START Extract provided

The first premise is also wrong. Suppose I am in a department with many other intelligent and astute senior philosophers. It might be that they’re more skilled at identifying errors than me. But it wouldn’t be permissible, let alone obligatory, to ask them to give comments on the manuscript that I simply copy and paste in my review. The editor has asked me to do the review, not them.

R.R. Urmason
R.R. Urmason
Reply to  Jessie Ewesmont
16 hours ago

I think both of these critiques rest on treating AI as an autonomous substitute rather than an assistive tool. Regarding the second premise, it is a false dichotomy to pit human expertise against AI hallucinations; the “most reliable means” is not human or AI, but human plus AI. While AI can hallucinate, human reviewers are subject to fatigue and cognitive bias, so using an LLM to flag potential issues for the human to independently verify effectively mitigates the weaknesses of both. Regarding the first premise, the analogy of passing a paper to a senior colleague fails because it conflates a moral agent with a non-sentient tool. Giving a manuscript to a colleague violates confidentiality (obviously) and entirely outsources the intellectual judgment the editor explicitly asked of you. Conversely, using an AI as a diagnostic aid is functionally no different than using a calculator to check a paper’s math or a search engine to check for plagiarism; you are still applying your own final, synthesized judgment in such a way as to be fulfilling your obligation to the editor while utilizing the best available tools to do so.

Kenny Easwaran
Reply to  Jessie Ewesmont
15 hours ago

I think something much stronger than Premise 2 is actually true. In some subset of cases, a blanket policy of saying “there are no errors” may constitute the most reliable available method for identifying errors in a manuscript. These might also be cases in which a blanket policy of saying “there is a serious error on page 7 that makes this article unpublishable) may also constitute an equally most reliable available method for identifying errors in a manuscript.

These are, of course, cases in which a person has overcommitted themself and isn’t going to be able to do anything at all reliable. These are not good cases, but we know they exist. In these cases, despite the frequency of hallucinations, an LLM is likely to do better than either of these policies.

But I think the failure of Premise 1 still means that one shouldn’t use an LLM in these cases. (At least, certainly not one run on the cloud from a for-profit company.)

END Extract provided
START Information provided

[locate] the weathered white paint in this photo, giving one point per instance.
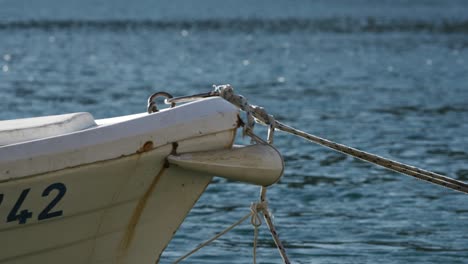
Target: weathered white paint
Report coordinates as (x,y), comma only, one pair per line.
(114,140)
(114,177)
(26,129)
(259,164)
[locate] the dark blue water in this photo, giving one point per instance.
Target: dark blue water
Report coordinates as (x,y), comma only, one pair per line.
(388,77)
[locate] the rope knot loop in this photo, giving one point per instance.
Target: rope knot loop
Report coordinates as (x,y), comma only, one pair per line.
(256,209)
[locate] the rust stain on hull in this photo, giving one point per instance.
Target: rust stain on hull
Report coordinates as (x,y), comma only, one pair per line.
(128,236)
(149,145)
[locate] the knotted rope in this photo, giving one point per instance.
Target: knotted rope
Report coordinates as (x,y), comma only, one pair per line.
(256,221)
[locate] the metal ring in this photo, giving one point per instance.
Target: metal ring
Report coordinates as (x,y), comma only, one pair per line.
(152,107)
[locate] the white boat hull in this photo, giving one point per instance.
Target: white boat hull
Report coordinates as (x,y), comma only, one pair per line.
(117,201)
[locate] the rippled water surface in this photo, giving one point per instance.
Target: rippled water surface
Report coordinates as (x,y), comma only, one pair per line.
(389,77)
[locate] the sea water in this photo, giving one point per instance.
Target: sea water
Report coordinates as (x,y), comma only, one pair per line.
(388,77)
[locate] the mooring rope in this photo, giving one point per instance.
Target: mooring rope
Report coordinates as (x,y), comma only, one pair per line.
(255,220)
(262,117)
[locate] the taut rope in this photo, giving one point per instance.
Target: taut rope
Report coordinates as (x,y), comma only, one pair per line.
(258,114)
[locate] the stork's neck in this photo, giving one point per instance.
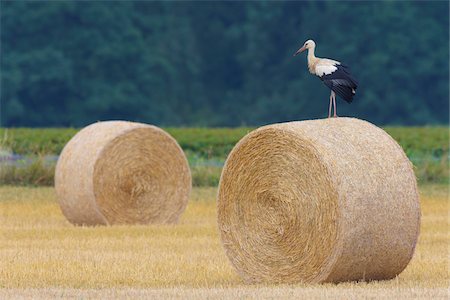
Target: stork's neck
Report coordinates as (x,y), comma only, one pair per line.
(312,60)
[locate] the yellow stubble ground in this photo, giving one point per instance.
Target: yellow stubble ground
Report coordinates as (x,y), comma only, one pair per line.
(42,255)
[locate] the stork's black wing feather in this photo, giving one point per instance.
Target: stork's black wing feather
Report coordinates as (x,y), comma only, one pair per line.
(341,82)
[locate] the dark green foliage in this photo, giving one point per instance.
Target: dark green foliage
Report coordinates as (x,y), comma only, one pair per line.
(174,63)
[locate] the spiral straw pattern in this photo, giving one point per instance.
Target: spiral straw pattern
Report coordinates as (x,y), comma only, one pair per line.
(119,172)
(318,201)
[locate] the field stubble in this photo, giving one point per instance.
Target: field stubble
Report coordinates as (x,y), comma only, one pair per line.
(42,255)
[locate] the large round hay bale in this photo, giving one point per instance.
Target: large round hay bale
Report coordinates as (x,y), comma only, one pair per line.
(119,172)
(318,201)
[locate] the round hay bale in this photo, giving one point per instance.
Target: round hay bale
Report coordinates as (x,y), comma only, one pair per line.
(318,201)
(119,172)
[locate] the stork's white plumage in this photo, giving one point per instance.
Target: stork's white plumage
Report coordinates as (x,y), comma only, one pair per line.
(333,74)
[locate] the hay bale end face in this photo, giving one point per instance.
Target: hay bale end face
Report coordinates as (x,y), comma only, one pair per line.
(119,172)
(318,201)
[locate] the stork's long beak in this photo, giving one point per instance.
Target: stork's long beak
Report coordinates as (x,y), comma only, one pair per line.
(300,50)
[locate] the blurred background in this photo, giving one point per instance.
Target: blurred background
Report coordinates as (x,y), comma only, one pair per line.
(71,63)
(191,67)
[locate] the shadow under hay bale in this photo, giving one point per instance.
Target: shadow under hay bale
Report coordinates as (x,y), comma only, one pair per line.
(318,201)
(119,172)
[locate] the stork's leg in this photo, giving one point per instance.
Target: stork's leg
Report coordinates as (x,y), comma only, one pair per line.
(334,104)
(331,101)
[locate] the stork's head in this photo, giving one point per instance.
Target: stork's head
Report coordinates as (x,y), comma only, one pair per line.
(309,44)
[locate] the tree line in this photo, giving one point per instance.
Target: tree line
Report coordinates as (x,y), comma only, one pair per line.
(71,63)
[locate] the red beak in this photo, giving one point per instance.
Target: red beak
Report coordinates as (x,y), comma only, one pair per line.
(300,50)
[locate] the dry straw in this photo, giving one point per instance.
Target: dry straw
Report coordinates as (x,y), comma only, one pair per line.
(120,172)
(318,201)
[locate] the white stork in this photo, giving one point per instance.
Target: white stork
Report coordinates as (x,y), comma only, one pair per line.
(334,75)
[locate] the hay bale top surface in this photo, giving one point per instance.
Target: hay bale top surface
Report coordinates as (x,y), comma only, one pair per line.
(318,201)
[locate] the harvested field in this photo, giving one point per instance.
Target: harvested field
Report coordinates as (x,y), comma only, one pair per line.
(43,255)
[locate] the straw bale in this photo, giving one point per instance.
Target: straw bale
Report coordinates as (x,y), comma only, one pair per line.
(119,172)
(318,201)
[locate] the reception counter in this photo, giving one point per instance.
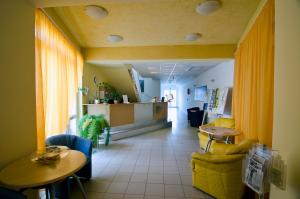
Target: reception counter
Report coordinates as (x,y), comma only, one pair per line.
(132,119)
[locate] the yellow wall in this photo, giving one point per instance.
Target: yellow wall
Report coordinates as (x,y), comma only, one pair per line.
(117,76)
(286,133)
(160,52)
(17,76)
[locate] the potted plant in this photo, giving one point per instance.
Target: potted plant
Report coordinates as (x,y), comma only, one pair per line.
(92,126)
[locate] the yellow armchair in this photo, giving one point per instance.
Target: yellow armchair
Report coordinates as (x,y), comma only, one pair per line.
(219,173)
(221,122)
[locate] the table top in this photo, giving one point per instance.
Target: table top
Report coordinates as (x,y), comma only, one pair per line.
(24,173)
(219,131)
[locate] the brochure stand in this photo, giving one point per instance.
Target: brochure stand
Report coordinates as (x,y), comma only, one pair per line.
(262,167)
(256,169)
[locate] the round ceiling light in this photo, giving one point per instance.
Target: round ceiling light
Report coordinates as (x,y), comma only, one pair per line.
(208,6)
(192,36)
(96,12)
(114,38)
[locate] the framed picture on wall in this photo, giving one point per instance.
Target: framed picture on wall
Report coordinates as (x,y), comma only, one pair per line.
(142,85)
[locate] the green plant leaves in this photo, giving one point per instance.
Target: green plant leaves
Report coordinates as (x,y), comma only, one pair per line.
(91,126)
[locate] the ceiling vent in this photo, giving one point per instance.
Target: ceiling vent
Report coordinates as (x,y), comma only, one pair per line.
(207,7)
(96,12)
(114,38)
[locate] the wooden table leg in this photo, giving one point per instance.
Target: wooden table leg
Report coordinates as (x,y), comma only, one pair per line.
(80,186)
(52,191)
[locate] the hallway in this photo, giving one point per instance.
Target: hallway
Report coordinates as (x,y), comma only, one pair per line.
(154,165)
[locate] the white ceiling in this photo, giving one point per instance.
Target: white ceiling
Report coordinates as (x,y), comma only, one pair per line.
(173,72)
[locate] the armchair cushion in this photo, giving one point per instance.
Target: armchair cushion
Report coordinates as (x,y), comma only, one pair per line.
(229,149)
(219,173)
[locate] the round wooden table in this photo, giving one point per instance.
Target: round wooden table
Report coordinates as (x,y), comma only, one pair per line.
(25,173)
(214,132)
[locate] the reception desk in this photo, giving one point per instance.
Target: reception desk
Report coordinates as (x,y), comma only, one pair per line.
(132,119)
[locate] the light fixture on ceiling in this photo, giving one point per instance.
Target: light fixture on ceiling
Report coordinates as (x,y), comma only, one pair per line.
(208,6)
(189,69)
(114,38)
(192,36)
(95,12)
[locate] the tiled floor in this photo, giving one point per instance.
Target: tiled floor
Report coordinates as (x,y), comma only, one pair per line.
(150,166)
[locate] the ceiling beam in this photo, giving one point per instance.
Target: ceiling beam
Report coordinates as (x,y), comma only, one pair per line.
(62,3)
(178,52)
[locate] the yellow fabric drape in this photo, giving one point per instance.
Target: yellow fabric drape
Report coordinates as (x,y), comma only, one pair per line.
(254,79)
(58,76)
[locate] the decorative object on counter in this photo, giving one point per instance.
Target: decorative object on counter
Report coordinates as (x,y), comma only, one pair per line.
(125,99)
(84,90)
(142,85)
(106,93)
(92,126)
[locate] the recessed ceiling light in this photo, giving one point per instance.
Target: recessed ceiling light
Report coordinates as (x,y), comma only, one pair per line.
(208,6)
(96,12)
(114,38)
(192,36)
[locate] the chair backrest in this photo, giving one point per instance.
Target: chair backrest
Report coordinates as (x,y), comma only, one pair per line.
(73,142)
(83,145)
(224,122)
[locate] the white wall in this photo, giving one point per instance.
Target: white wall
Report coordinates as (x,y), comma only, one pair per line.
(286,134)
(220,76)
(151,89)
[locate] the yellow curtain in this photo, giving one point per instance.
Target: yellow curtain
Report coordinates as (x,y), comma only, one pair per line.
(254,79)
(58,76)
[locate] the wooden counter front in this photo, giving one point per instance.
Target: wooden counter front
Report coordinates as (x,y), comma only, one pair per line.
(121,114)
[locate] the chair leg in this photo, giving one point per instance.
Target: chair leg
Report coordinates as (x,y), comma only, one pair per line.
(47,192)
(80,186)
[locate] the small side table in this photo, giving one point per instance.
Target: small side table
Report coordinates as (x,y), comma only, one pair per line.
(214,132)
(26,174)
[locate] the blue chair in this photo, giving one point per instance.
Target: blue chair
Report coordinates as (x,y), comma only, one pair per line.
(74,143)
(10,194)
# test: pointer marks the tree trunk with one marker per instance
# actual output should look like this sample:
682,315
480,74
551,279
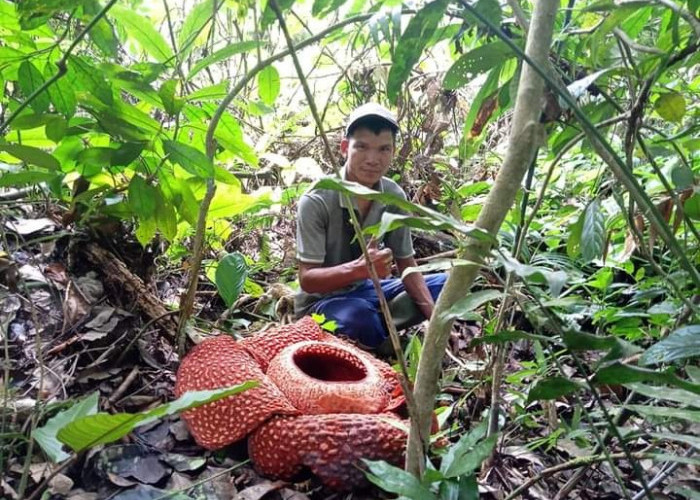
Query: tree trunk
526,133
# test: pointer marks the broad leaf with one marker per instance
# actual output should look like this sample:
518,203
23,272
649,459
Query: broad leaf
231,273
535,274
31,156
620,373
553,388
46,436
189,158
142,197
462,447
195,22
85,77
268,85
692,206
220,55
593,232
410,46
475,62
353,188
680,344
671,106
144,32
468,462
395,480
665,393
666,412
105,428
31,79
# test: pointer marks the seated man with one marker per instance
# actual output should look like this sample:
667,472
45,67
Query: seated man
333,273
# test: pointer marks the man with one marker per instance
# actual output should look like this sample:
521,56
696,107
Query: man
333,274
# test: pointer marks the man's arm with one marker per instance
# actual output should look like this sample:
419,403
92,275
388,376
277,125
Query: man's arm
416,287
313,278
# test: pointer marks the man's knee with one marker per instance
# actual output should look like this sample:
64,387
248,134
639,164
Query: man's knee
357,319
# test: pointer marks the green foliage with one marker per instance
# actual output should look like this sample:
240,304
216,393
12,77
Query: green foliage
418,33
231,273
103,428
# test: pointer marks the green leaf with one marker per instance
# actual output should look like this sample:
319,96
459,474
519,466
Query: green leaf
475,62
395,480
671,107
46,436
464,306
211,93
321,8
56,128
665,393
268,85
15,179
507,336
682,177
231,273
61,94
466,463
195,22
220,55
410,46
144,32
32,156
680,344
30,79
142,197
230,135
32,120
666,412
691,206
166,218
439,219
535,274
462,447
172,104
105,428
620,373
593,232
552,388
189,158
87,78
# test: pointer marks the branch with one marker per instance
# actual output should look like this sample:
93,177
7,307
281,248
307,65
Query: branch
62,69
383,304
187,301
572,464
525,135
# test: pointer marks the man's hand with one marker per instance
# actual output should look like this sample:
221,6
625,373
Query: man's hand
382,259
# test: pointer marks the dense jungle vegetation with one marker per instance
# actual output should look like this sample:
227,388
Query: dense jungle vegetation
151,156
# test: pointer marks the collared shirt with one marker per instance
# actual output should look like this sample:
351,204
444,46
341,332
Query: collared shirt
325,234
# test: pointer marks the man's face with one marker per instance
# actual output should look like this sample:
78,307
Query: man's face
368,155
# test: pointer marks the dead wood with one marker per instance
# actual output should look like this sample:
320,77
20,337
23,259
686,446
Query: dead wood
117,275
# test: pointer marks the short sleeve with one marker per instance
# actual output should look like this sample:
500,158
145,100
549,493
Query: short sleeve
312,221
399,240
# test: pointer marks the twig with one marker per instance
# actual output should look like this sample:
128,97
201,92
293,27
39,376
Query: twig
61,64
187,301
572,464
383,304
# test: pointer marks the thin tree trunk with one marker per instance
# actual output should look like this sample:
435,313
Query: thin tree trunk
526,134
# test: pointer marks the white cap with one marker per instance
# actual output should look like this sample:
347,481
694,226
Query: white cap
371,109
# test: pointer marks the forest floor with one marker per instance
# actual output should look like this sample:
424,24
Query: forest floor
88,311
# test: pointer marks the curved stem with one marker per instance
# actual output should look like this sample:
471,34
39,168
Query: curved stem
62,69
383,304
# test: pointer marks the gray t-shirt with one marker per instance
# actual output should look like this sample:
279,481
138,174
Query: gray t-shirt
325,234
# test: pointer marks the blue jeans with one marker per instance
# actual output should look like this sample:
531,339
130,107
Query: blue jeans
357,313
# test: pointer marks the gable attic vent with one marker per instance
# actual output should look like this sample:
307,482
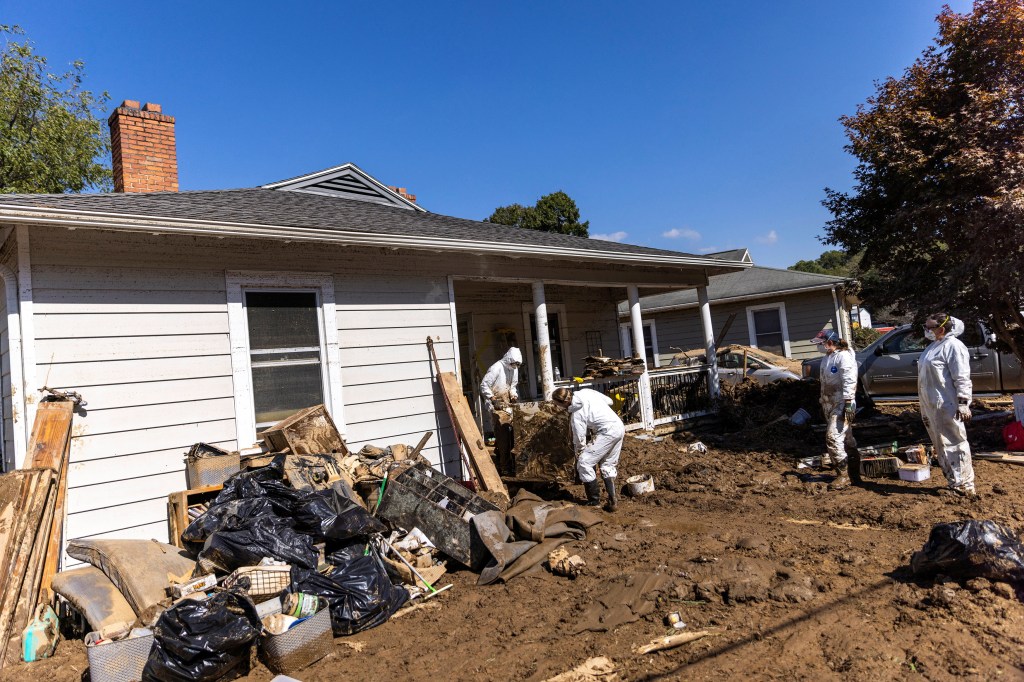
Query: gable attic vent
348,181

END Information provided

» Work instruction A:
Rewrite the paragraph in the comment thread on AI and peer review that begins "The first premise is also wrong" more briefly, keeping its main points.
» Work instruction B:
Reproduce the comment thread between "But I think" and "a for-profit company.)", inclusive, word for word.

» Task response A:
The first premise is wrong. Senior colleagues in the same department might catch errors better than the reviewer. Even so, it would be impermissible, and certainly not required, to have them comment on the manuscript and then paste their comments into the review. The editor asked the reviewer, not them, to do the review.

» Task response B:
But I think the failure of Premise 1 still means that one shouldn’t use an LLM in these cases. (At least, certainly not one run on the cloud from a for-profit company.)